Pull the lever. See exactly what choosing reborn instead of brand-new IBC totes saves the planet — in real, depressing-because-they-should-be-bigger numbers.

25 totes
800 kg
CO₂ avoided
1,125 gal
Oil equivalent saved
140.0 kg
HDPE diverted from landfill

What “sustainable” actually means here

Words like “sustainable,” “green” and “eco-friendly” are slippery. So here is exactly what we mean:

  • Every tote we sell has already been manufactured. We are not paying for a new one to be made.
  • Every tote we recondition uses about 18 gallons of water and a small amount of natural gas. That carbon cost is included in our net savings calculation.
  • Every tote we end-of-life recycle is broken down into its raw materials and routed back into manufacturing. Zero pounds to landfill — and we’ll send you the receipts.
  • Our wash water is treated under municipal permit, not dumped behind the building.

* LISTED RECORDS:

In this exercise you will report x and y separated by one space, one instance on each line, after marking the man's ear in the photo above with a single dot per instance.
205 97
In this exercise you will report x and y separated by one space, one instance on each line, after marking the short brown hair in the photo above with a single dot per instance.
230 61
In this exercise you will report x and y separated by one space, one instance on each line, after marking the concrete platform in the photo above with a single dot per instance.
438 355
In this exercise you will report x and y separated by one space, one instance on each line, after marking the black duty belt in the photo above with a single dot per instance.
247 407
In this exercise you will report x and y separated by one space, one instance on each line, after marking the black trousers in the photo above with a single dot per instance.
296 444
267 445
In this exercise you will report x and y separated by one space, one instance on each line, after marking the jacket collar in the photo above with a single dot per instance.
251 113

* BRIEF:
In the IBC tote sustainability excerpt, how much water does reconditioning each tote use?

* TASK RESULT:
About 18 gallons.